▶ Extrait fourni
------------------------------------
Saturday, June 27, 2015

Le théâtre grec vient d’inventer le vaudeville

L’Euro s’éclipse sur le Pirée. Photo Kohl/Mitterrand


Le théâtre grec vient d’inventer le vaudeville

Ce que certains voudraient appeler un drame, qui inexorablement se déploie vers une fin fatidique, est plutôt un vaudeville avec ses rebondissements attendus et ses interprètes qui deviennent de plus en plus des bouffons stéréotypés : les paresseux, les fourmis qui ne veulent pas partager leur yam, les vertueux, les incorruptibles, les corruptibles, les tricheurs, les intransigeants, les manipulateurs et les inévitables cocus de l’histoire : certains créanciers.

Inattendu dans les rebondissements est l’annonce d’un référendum en Grèce le 5 juillet. Admirez la prouesse, le fait d’arriver à organiser une telle opération d’envergure dans un pays moribond en 8 jours ! Alors que d’autres initiatives politiques échouent l’une après l’autre.

Mais ce référendum n’est autre qu’une demande de confirmation du mandat implicite du gouvernement grec reçu de l’électeur l’année passée : on ne payera plus les dettes, advienne que pourra. Bien-sûr, ce consensus grec s’est un peu érodé, sans doute dû au contact des dirigeants grecs avec la nomenclature européenne à Bruxelles. Trop d’embrassades décentrent les cravates.  Le référendum servira à les recentrer et à fournir l’alibi incontournable pour l’échec des « négociations »  sans fin.

Ce blog a déjà mis le doigt sur la plaie en 2012, quand on assistait à une valse d’hésitation du Président de l’Eurogroupe de l’époque, maintenant Président de la Commission européenne, Jean-Claude Juncker. Le titre absurde de ce blog est toujours d’actualité : Il ne faut pas que la Grèce ne puisse pas ne pas quitter la zone Euro.

A vrai dire, les racines du mal se trouvent dans les fautes commises au cours de la construction européenne, qui trop souvent attelle la charrue devant les bœufs. Car la finalité de la construction européenne n’a jamais été définie. J.C. Juncker en prenant ses fonctions actuelles a déclaré que « nous » ne voulons pas des Etats-Unis d’Europe. Sa camarade de parti, Viviane Reding dit le contraire 2 semaines plus tard. Le référendum grec donnera une partie de réponse.

Il est clair que planifier pour une monnaie commune dans des futurs Etats-Unis d’Europe est sage, car gouverner c’est prévoir. L’introduction prématurée de l’Euro était une faute, née de la vanité de ses promoteurs, avides de se poser un monument. Il est clair que c’était le couple franco-allemand de l’époque, alors qu’au moins le côté français aurait dû avoir des frayeurs quant au futur et notamment au sujet du différentiel chronique dans les performances économiques entre les deux pays. Quelques réflexions élémentaires dans le domaine de l’économie politique produisent facilement les menaces inhérentes à l’Euro pour les économies les plus faibles, comme dans l’exemple du couple franco-allemand justement.
------------------------------------
▶ À compléter
a – D'après le billet sur le référendum grec, pourquoi les racines du mal se trouvent-elles dans la construction européenne ? Répondez en une à trois phrases.
b – Poursuivez le billet sur le référendum grec à partir de sa dernière phrase.

[Données d'ancrage texte-région]
------------------------------------
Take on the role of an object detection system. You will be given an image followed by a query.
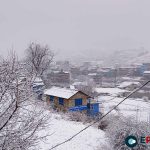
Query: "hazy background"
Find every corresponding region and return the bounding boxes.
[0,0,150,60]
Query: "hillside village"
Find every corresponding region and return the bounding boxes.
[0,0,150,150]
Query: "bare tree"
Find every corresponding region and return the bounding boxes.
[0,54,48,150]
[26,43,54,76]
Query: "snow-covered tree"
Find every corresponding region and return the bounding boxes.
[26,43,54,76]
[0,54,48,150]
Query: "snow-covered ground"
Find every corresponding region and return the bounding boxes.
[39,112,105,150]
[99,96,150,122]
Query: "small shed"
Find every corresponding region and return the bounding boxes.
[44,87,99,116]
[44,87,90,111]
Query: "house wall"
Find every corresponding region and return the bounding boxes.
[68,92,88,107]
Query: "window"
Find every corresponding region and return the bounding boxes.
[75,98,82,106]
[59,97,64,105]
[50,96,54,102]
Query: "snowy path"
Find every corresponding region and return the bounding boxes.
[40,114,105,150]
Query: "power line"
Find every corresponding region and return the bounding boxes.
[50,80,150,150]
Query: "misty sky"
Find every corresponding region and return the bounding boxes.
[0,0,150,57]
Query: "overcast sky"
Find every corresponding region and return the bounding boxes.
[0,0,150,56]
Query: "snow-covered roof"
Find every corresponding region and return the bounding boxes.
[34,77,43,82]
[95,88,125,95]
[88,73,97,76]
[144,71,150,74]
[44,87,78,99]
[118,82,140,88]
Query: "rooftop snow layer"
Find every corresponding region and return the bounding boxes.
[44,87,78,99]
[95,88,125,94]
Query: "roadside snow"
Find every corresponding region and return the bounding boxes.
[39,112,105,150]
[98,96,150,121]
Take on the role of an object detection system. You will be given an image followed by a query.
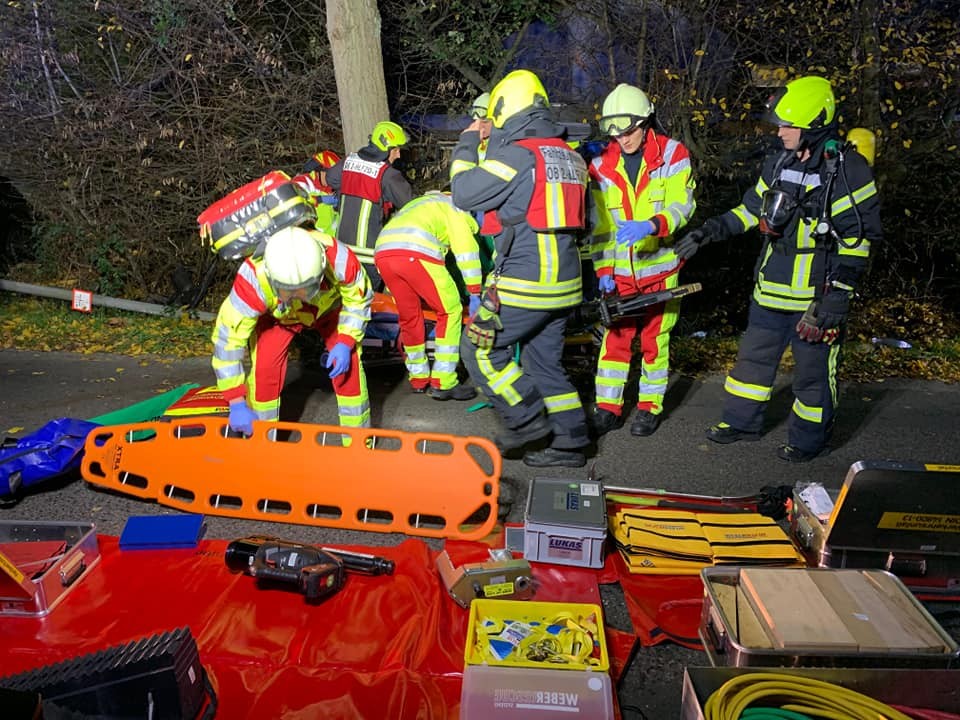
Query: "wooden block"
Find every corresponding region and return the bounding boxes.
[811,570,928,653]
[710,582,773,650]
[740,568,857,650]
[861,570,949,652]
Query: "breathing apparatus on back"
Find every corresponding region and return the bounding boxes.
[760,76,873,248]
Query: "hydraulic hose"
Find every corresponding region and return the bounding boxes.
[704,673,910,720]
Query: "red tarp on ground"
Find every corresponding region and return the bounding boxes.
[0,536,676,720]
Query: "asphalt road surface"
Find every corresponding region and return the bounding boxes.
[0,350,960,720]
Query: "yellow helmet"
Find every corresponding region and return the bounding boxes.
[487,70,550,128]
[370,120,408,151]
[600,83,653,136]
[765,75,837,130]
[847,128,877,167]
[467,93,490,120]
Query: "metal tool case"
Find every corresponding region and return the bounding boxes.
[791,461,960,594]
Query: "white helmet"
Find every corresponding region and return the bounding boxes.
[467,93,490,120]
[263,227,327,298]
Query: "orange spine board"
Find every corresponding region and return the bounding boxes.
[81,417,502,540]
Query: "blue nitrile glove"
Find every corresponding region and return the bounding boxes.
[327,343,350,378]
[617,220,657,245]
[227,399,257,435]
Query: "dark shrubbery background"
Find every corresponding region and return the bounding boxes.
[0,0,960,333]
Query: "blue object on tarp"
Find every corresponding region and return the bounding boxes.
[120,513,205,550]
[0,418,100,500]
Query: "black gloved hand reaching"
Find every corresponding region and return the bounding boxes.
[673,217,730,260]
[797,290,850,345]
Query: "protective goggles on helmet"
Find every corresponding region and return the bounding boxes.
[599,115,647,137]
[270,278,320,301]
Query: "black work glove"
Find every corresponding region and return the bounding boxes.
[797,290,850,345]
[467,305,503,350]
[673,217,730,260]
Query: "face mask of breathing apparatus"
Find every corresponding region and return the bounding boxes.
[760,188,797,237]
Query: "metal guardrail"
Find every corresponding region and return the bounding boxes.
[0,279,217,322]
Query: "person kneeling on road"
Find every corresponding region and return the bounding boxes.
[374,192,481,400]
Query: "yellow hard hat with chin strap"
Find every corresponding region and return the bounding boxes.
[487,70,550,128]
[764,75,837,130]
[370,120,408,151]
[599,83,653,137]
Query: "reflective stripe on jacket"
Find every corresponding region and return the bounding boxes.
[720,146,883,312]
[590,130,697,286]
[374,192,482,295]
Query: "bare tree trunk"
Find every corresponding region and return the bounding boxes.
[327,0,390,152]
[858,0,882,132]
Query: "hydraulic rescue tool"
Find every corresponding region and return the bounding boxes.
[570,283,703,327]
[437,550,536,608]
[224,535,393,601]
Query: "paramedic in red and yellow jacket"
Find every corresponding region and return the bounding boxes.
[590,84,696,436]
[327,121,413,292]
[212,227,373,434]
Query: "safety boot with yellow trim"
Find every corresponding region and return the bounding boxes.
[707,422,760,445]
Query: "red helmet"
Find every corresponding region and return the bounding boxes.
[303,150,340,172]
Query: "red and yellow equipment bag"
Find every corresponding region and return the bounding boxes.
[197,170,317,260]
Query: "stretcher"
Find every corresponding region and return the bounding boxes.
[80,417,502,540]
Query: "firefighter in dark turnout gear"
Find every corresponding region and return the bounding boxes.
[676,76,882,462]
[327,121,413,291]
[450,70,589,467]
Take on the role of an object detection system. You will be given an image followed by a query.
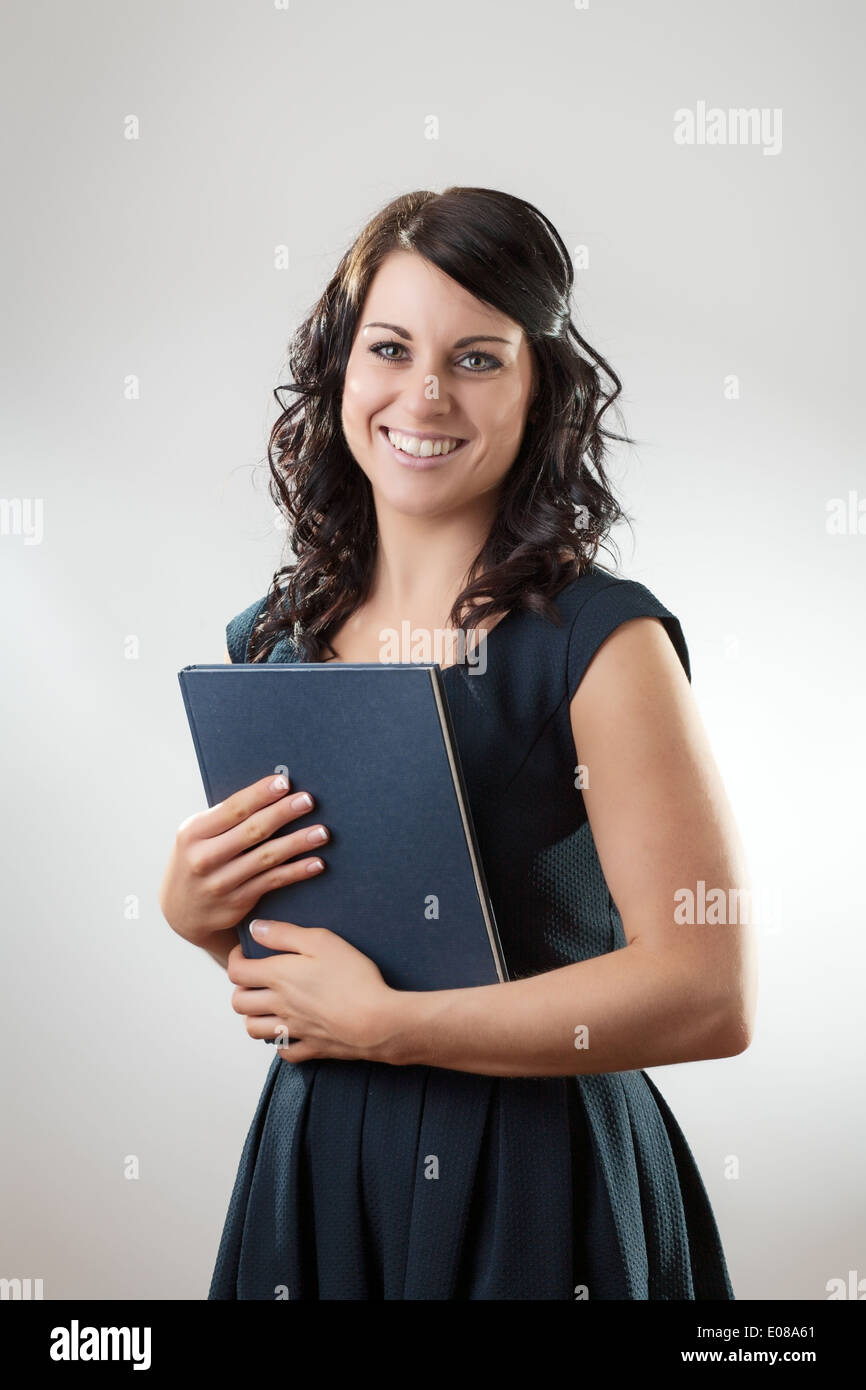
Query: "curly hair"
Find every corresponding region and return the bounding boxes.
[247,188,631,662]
------------------------------------
▶ Ensemble des réponses
a – Des fautes ont été commises au cours de la construction européenne, qui attelle trop souvent la charrue devant les bœufs. La finalité de cette construction n'a en effet jamais été définie.

b –
En effet l'anémie chronique de l'économie française comparée à celle de l'Allemagne est bien documentée par l'évolution historique du FF, le « Nouveau Franc » de de Gaulle face au DM: le taux de change était de 1,17 FF pour 1 DM en 1960 pour tomber à 3,50 FF pour 1 DM la veille de l'introduction de l'Euro en janvier 1999. Une érosion de 190% environ face au DM en 40 ans ou près de 5% par an! Depuis lors l'ajustement par dévaluations successives est devenu impossible, la France ne pouvant dévaluer son Euro. C'est donc une autre variable dans l'équation de la compétitivité qui a dû céder: c'est le chômage qui augmente. Et la spirale infernale est engagée: perte de revenus, perte d'opportunités, chômage, augmentation des dépenses, emprunts, augmentation des impôts, austérité, la course vers le fond. L’économie la plus faible dans cet univers Euro, la Grèce, est la première à toucher ce fond.

En attendant une Union de plus en plus étroite, comme le demande le Traité de Rome, l’ECU (European Currency Unit) d’il y a quinze ans, jouait parfaitement le rôle de monnaie unique provisoire. Elle était en fait une moyenne pondérée des monnaies nationales, et des opérations importantes étaient libellées en ECU. Et l’ECU permettait la dévaluation plus ou moins contrôlée d’une monnaie dans la corbeille.

La morale de l’histoire est que sans définir le but final de la future intégration européenne comme étant la création des Etats-Unis d’ Europe ou de la Confédération Européenne, il faut s’abstenir d’aventures communes qui sont du ressort d’un gouvernement central : ce sont la politique étrangère commune, l’Armée européenne, et hélas, la monnaie commune.

La Grèce et l’Europe paient cher la vanité et l’incompétence de ses dirigeants.